**Work required:** Give an exact copy of every entry.

[[ Records provided, beginning ]]

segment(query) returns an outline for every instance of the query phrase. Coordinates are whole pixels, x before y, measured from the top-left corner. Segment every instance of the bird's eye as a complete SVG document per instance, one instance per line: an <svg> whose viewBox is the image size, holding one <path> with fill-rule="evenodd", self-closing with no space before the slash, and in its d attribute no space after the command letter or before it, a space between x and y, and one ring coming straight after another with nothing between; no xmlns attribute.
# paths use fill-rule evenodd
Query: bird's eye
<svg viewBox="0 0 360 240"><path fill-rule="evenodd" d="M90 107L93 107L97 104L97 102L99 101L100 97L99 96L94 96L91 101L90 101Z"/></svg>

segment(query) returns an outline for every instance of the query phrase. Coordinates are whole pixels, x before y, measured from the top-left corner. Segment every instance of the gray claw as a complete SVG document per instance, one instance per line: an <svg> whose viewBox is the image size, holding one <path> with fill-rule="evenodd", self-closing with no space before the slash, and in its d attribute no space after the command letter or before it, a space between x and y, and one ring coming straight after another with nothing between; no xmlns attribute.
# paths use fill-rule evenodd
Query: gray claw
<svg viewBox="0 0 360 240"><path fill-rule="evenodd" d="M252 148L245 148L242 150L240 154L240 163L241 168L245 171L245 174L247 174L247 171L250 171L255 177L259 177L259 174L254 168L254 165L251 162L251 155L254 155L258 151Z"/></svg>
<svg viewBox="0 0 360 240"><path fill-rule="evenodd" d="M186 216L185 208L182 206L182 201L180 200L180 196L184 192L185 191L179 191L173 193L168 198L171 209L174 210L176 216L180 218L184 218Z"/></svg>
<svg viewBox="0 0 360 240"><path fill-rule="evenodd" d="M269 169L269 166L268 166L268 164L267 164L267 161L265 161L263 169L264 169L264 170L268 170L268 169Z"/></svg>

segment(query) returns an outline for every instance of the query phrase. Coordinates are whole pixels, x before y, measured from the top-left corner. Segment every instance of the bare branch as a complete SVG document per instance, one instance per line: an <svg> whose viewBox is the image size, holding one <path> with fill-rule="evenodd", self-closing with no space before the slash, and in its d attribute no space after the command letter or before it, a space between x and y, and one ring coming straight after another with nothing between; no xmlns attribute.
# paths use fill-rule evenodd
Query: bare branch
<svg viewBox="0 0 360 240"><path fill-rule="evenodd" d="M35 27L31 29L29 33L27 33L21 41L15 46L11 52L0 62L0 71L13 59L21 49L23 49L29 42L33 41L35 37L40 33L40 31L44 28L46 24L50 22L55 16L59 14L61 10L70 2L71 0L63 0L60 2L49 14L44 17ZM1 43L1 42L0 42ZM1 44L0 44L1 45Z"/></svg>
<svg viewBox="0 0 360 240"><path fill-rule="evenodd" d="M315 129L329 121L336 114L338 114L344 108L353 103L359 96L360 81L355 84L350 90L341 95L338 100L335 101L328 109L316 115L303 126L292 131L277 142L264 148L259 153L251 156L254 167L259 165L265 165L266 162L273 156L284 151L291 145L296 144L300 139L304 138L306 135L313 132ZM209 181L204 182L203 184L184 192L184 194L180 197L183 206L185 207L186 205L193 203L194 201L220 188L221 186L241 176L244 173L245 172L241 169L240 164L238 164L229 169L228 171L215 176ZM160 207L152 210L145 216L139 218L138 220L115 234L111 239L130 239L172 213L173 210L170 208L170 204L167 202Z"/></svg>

[[ Records provided, end ]]

**Response to this exercise:**
segment(query) returns an outline for every instance of the query phrase. Coordinates are whole pixels, x before y, measured from the top-left corner. Segment every instance of the bird's eye as a complete SVG document per instance, one instance per line: an <svg> whose viewBox is the image size, holding one <path> with fill-rule="evenodd", self-closing with no space before the slash, and in its d attribute no space after the command letter or before it, a space between x and y, and one ring coming straight after another with nothing between; no xmlns attribute.
# paths use fill-rule evenodd
Query: bird's eye
<svg viewBox="0 0 360 240"><path fill-rule="evenodd" d="M90 107L93 107L97 104L97 102L99 101L100 97L99 96L94 96L91 101L90 101Z"/></svg>

segment(query) returns an outline for every instance of the query phrase. Coordinates are whole pixels, x before y, measured from the top-left corner. Segment every instance of the gray claw as a complete SVG document per instance, one instance per line: an <svg> whose viewBox is the image size, holding one <path> with fill-rule="evenodd", self-closing with no space before the slash, and in its d attribute no space after the command letter or before it, a space between x and y, and one ring coming straight after another with nothing between; no xmlns attribute.
# paths use fill-rule evenodd
Query: gray claw
<svg viewBox="0 0 360 240"><path fill-rule="evenodd" d="M252 148L245 148L242 150L240 154L240 163L241 168L245 171L245 174L247 174L247 171L250 171L255 177L259 177L259 174L254 168L254 165L251 162L251 155L254 155L258 151Z"/></svg>
<svg viewBox="0 0 360 240"><path fill-rule="evenodd" d="M186 216L185 208L182 206L182 201L180 200L180 196L184 192L185 191L179 191L173 193L168 198L171 209L174 210L176 216L180 218L184 218Z"/></svg>
<svg viewBox="0 0 360 240"><path fill-rule="evenodd" d="M269 169L269 166L268 166L268 164L267 164L267 161L265 161L263 169L264 169L264 170L268 170L268 169Z"/></svg>

segment(query) returns an outline for every instance of the query phrase. Coordinates are whole pixels, x before y, measured from the top-left corner. Segment every instance of the bare branch as a complete SVG document per instance, one instance per line: an <svg> whose viewBox is the image size, holding one <path> with fill-rule="evenodd", self-closing with no space before the slash, and in its d attribute no space after the command letter or before it, a space between x and y, and one ring coming straight after another with nothing between; no xmlns attribute.
# paths use fill-rule evenodd
Query: bare branch
<svg viewBox="0 0 360 240"><path fill-rule="evenodd" d="M35 27L31 29L29 33L27 33L21 41L15 46L11 52L0 62L0 71L13 59L21 49L23 49L29 42L33 41L35 37L40 33L40 31L44 28L46 24L50 22L55 16L59 14L61 10L70 2L71 0L63 0L60 2L49 14L44 17ZM1 43L1 42L0 42ZM1 44L0 44L1 45Z"/></svg>
<svg viewBox="0 0 360 240"><path fill-rule="evenodd" d="M315 129L329 121L336 114L338 114L344 108L353 103L359 96L360 81L355 84L350 90L341 95L338 100L335 101L328 109L316 115L303 126L292 131L277 142L264 148L259 153L251 156L254 167L259 165L265 165L266 162L273 156L284 151L291 145L296 144L300 139L304 138L306 135L313 132ZM209 181L204 182L203 184L184 192L184 194L180 197L183 206L185 207L186 205L193 203L194 201L220 188L221 186L241 176L244 173L245 172L241 169L240 164L238 164L229 169L228 171L215 176ZM160 207L152 210L145 216L139 218L138 220L115 234L111 239L130 239L172 213L173 210L170 208L170 204L167 202Z"/></svg>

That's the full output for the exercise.